Problem requirements: Exactly the lines from the one containing "of the front" through the end of the data below are to be reproduced, and nothing besides them.

Data shown:
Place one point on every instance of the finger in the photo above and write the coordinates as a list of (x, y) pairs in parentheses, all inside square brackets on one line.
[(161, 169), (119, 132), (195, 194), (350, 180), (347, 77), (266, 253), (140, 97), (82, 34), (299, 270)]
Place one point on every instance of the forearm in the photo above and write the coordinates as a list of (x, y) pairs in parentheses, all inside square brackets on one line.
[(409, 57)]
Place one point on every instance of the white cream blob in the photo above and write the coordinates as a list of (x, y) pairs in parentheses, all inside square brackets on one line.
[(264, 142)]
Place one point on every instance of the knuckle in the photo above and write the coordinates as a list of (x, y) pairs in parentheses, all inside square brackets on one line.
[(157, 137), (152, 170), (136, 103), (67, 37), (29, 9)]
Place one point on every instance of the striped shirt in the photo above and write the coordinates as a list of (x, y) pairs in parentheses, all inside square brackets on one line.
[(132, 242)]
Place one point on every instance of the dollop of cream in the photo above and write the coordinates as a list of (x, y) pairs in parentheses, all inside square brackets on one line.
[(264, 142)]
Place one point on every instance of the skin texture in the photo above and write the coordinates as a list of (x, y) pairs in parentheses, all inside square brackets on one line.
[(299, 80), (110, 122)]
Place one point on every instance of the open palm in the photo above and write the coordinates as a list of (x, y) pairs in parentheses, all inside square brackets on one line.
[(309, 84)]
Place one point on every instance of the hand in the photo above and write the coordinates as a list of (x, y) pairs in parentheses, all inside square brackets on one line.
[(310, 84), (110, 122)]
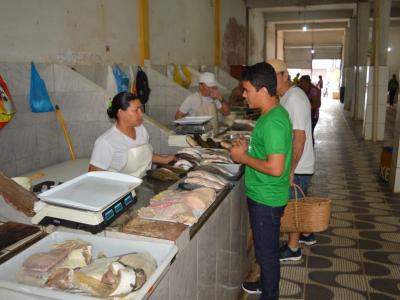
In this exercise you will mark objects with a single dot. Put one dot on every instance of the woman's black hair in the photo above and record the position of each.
(261, 75)
(120, 101)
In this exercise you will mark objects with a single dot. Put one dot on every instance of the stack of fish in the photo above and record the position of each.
(242, 124)
(69, 266)
(197, 141)
(179, 206)
(218, 170)
(206, 179)
(188, 158)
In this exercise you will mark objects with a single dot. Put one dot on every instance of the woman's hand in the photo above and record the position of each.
(163, 158)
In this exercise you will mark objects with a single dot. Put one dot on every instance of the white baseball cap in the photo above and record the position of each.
(208, 79)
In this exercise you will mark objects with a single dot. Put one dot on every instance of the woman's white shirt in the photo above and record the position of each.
(110, 150)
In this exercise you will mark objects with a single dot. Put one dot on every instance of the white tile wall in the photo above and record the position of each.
(35, 140)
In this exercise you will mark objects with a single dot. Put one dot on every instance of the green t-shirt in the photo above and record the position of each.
(272, 135)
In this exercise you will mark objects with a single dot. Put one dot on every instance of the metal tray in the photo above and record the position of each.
(91, 191)
(193, 120)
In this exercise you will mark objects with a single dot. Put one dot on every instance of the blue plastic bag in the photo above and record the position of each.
(39, 99)
(121, 80)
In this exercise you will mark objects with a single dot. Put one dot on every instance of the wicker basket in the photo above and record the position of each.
(309, 214)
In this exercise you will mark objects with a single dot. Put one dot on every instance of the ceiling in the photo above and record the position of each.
(326, 19)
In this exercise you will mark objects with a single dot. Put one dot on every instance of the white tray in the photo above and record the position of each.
(162, 251)
(91, 191)
(193, 120)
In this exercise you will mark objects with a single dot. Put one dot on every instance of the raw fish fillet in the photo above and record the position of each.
(208, 176)
(204, 182)
(142, 260)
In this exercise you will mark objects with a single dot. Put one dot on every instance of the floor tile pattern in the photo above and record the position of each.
(358, 257)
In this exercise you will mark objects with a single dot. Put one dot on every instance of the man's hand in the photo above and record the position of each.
(239, 149)
(291, 178)
(215, 94)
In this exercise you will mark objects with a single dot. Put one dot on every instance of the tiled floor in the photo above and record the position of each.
(358, 257)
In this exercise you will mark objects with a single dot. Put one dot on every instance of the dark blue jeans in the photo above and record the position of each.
(265, 223)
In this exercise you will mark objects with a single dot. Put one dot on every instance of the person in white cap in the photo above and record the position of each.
(295, 101)
(204, 102)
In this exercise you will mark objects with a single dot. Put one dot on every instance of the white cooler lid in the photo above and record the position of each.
(91, 191)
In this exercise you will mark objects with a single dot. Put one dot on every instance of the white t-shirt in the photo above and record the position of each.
(110, 150)
(299, 108)
(193, 101)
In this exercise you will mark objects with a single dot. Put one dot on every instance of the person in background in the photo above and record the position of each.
(236, 98)
(320, 83)
(267, 160)
(296, 103)
(393, 86)
(296, 80)
(204, 102)
(125, 146)
(314, 95)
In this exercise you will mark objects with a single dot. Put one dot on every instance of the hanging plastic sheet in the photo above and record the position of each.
(121, 79)
(7, 109)
(39, 98)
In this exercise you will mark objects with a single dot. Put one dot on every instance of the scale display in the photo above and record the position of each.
(89, 202)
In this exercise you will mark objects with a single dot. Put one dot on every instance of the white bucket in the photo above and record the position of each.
(25, 182)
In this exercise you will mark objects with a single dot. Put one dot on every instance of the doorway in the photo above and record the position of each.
(329, 69)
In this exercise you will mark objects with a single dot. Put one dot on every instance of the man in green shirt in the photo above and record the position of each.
(267, 159)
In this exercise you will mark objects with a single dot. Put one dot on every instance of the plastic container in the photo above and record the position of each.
(162, 251)
(25, 182)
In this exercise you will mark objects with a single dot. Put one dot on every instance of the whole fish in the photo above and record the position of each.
(200, 141)
(204, 182)
(184, 164)
(208, 176)
(216, 169)
(162, 174)
(176, 170)
(193, 160)
(191, 141)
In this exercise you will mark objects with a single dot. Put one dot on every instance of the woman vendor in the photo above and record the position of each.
(125, 146)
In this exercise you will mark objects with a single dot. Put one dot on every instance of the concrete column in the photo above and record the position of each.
(349, 64)
(363, 9)
(375, 106)
(270, 41)
(256, 36)
(394, 180)
(279, 45)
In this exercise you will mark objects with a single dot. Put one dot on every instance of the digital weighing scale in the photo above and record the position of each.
(89, 202)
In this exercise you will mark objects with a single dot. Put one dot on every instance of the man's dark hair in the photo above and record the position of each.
(261, 75)
(306, 78)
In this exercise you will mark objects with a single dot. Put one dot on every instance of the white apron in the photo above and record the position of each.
(208, 109)
(138, 160)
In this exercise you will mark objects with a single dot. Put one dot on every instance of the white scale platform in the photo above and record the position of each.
(90, 201)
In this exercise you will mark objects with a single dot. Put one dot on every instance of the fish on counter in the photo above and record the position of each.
(163, 174)
(189, 157)
(204, 182)
(184, 164)
(212, 144)
(226, 145)
(216, 169)
(208, 176)
(191, 142)
(178, 206)
(200, 141)
(178, 171)
(69, 266)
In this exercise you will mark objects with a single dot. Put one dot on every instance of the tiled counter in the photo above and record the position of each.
(214, 263)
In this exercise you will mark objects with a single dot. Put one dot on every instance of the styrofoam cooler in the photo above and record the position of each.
(162, 251)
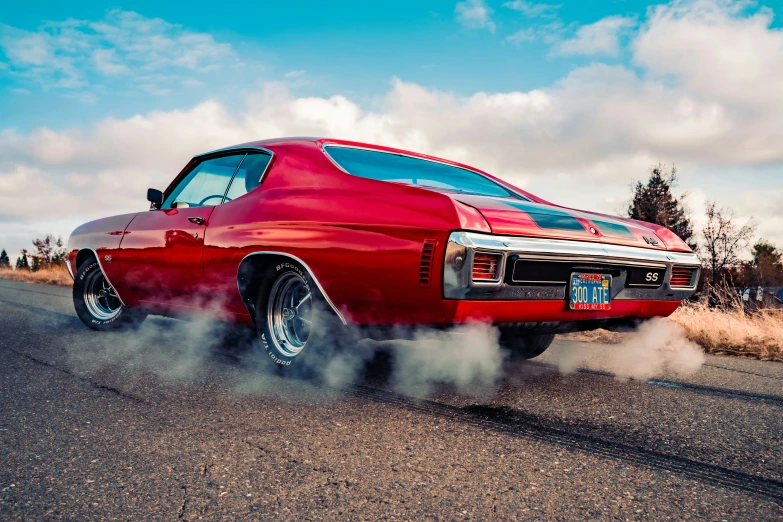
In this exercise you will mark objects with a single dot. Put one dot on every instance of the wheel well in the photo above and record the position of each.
(83, 255)
(253, 271)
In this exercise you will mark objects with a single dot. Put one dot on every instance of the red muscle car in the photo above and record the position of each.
(303, 236)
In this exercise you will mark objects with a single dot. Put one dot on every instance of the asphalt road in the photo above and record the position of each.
(113, 426)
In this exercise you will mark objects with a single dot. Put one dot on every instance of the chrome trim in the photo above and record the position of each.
(97, 258)
(441, 162)
(565, 250)
(458, 282)
(309, 271)
(236, 147)
(68, 267)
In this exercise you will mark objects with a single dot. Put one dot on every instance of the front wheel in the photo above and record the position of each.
(524, 345)
(96, 301)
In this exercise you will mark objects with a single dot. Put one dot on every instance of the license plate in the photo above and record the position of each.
(591, 291)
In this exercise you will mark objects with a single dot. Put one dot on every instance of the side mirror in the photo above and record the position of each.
(155, 197)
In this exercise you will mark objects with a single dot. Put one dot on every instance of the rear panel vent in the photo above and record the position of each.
(427, 259)
(486, 266)
(682, 277)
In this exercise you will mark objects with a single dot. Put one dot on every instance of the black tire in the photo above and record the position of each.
(296, 347)
(524, 346)
(96, 303)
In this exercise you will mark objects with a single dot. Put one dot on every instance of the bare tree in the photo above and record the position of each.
(724, 240)
(654, 202)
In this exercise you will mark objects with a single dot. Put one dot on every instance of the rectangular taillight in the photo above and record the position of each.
(486, 267)
(682, 277)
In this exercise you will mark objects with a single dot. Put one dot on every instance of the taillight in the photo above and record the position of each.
(486, 266)
(682, 276)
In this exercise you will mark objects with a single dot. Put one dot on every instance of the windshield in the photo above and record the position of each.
(386, 166)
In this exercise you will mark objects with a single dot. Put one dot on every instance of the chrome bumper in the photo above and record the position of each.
(458, 282)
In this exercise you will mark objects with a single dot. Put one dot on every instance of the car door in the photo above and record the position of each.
(241, 220)
(161, 254)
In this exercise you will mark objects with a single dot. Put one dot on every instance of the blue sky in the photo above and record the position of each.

Task response:
In this exercise you will mark objects with a single dot. Put one dot on every instance of the front wheel in the photo above and record the position of each.
(524, 345)
(96, 301)
In this exercise you will mark objects with a single dot. Put one dot on every instance of the license plate in the photo above and record the position of each.
(591, 291)
In this exercise you will mark objects with a single dot. Put one dot on every instance of the side mirror in the photo above and record the position of each.
(155, 197)
In this exercise you will mark objects with a single dot. Put one dot on every instance of the rear panel vent in the photo above and record the position of each.
(427, 259)
(486, 266)
(682, 277)
In this exercise you will mark objects with a single dot. Put one dot on every instance of the black tire in the photo above and record the position of each.
(296, 347)
(524, 346)
(96, 303)
In this exercise you will mark objects with a single dot. Put one dot on every instance of the bare tree in the photo above and record the position of each.
(724, 240)
(654, 202)
In this exercise you will mark objects with a single dot. Put one dot on every instance of the rectangular taillight in the photo above and record the position of each.
(486, 267)
(682, 277)
In this exercise you will mark objects with a single dot. Put one dot on every instance of the taillight in the photo above and record the position of each.
(486, 266)
(682, 276)
In this exercise you will mark objects with a single dot. Put one dot on every instance of the windshield in the photo above and record the position of each.
(386, 166)
In this exercise you will mark objects with a single dot. Put one dot on every instance of the chrome bumper in the photo above and record the position of each.
(458, 282)
In this exercise you will mark objects with a single dot. Put one dot on every instance of the car door in the photo above and record the position of each.
(241, 220)
(161, 254)
In this exercise you will mark objects with a single dot. Put one dot on every instance of the blue sky in the photo above and record the position of each.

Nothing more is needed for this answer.